## The task
Can you edit everything from the line containing "Where can you see the white" down to the end of the material, replacing "white" with "yellow" and changing nothing else? Leave the pictures out of your answer.

============

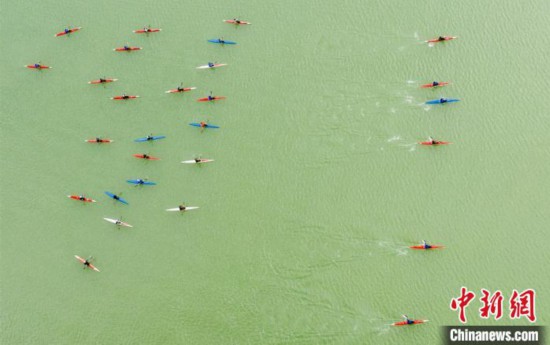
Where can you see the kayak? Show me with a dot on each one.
(77, 197)
(215, 98)
(206, 125)
(446, 38)
(442, 83)
(144, 31)
(215, 66)
(83, 261)
(150, 138)
(181, 90)
(240, 22)
(118, 222)
(192, 161)
(137, 155)
(122, 49)
(217, 40)
(63, 33)
(438, 101)
(421, 247)
(404, 323)
(98, 81)
(141, 182)
(119, 98)
(187, 208)
(437, 142)
(100, 141)
(117, 198)
(39, 67)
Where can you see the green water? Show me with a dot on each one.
(318, 185)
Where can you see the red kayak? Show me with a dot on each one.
(432, 246)
(184, 89)
(146, 31)
(37, 66)
(442, 83)
(66, 32)
(102, 81)
(144, 156)
(237, 22)
(118, 98)
(211, 99)
(404, 323)
(445, 38)
(126, 49)
(99, 141)
(437, 142)
(80, 198)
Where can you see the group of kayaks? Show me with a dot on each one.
(87, 263)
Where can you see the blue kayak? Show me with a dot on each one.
(150, 138)
(217, 40)
(141, 182)
(206, 125)
(117, 198)
(446, 100)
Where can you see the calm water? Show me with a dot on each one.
(318, 185)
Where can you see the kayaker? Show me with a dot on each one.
(87, 262)
(409, 321)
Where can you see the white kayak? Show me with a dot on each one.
(215, 66)
(118, 222)
(187, 208)
(192, 161)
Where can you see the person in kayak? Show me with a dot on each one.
(87, 263)
(432, 141)
(409, 321)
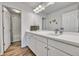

============

## Solution to this problem
Where can you see the yellow kayak? Show me with a dot on each one.
(215, 66)
(118, 222)
(187, 208)
(192, 161)
Where can you see the person in kayak? Show me with a dot on each one.
(87, 263)
(432, 141)
(409, 321)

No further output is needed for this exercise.